» **PROVIDED INFORMATION**:

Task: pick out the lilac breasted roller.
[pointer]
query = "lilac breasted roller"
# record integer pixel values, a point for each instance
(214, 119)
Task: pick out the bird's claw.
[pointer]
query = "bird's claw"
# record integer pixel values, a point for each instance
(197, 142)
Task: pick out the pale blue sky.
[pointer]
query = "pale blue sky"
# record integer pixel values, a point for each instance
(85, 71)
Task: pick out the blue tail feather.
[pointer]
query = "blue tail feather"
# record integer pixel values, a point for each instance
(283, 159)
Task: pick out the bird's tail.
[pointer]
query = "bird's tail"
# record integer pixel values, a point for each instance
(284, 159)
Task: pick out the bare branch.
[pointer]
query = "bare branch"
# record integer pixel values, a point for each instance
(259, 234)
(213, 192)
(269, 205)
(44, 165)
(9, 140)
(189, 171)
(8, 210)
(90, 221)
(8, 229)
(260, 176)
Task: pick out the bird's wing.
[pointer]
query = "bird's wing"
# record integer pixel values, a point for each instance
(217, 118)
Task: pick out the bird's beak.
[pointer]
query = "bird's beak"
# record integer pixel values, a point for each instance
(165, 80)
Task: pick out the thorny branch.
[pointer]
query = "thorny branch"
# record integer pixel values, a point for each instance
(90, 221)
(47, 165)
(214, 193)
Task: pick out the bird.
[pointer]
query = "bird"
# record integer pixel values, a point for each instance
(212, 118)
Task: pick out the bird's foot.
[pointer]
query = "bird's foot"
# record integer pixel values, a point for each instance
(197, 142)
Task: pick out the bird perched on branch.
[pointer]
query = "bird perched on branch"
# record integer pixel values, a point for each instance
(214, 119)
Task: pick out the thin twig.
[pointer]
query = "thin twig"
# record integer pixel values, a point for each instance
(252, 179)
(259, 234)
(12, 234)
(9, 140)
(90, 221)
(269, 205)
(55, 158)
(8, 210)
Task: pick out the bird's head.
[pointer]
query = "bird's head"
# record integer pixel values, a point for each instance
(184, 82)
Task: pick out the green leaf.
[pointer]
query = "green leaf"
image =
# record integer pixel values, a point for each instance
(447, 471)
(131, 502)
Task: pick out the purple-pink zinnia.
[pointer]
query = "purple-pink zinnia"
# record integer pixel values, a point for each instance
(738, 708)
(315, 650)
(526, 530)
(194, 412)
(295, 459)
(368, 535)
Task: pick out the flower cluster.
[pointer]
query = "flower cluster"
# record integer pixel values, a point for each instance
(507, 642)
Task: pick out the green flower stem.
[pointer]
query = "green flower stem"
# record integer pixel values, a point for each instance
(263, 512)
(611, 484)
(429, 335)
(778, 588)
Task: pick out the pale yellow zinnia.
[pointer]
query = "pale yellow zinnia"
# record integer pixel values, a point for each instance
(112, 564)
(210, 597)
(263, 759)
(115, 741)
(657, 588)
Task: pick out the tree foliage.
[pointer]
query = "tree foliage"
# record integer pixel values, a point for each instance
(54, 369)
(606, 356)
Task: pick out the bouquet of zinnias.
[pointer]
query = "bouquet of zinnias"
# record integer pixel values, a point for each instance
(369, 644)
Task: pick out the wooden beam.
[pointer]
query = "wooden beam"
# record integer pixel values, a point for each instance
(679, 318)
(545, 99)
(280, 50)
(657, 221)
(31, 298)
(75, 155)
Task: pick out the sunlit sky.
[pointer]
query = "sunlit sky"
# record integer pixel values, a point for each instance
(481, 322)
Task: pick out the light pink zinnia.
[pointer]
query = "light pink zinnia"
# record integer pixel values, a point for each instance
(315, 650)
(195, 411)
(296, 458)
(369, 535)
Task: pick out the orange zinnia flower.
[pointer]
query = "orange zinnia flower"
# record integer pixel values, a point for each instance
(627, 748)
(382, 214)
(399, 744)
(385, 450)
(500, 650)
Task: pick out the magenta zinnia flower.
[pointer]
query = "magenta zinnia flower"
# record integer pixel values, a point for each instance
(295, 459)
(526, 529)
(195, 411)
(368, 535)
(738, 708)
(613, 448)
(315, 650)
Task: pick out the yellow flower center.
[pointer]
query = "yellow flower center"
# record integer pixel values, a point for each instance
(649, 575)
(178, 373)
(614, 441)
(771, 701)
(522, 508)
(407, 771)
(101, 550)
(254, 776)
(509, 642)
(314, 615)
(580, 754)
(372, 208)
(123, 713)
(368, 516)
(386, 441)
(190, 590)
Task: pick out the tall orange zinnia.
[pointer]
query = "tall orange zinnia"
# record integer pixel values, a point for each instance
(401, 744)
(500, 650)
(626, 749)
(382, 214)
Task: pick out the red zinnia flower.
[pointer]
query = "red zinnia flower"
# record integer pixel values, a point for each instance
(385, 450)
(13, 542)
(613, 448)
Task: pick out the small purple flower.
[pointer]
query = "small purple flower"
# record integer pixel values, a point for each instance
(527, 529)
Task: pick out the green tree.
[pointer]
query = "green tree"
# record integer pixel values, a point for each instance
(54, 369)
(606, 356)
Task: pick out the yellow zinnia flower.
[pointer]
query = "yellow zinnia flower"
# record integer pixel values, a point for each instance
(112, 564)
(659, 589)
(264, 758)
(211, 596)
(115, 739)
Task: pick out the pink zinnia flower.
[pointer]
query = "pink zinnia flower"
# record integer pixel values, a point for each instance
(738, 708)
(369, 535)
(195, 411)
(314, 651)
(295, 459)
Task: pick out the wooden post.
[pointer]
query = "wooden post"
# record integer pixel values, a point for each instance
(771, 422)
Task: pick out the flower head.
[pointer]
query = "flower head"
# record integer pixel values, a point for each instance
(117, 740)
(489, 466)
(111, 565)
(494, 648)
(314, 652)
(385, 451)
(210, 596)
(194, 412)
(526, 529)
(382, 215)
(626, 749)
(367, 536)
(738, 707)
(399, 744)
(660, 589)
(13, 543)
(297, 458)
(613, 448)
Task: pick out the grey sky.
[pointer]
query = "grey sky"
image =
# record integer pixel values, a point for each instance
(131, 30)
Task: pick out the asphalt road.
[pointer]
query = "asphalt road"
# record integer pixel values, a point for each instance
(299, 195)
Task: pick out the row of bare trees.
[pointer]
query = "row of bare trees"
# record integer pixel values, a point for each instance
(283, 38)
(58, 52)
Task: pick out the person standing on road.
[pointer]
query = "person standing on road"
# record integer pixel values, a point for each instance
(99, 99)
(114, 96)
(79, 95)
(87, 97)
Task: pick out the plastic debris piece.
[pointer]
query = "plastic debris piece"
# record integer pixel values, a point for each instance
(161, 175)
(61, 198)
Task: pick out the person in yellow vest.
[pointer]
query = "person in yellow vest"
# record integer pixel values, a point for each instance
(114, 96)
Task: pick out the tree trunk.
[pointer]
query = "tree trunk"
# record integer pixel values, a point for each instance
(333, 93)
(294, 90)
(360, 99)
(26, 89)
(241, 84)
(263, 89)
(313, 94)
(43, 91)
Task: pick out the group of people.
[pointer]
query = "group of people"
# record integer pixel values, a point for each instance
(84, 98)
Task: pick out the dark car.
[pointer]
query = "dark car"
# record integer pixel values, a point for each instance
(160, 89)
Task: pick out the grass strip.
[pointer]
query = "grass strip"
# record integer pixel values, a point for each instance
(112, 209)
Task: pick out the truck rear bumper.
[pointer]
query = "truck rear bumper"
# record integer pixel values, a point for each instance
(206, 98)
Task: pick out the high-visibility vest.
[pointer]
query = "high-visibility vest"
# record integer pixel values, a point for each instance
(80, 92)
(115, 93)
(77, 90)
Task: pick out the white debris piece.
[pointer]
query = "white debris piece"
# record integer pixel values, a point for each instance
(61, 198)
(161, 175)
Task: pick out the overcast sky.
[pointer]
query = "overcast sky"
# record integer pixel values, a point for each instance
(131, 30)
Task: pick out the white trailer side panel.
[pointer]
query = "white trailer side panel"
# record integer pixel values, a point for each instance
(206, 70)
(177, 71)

» **YOUR OBJECTIVE**: Count the lines of the material that include the word "overcast", then state only the total.

» **EXERCISE OUTPUT**: 2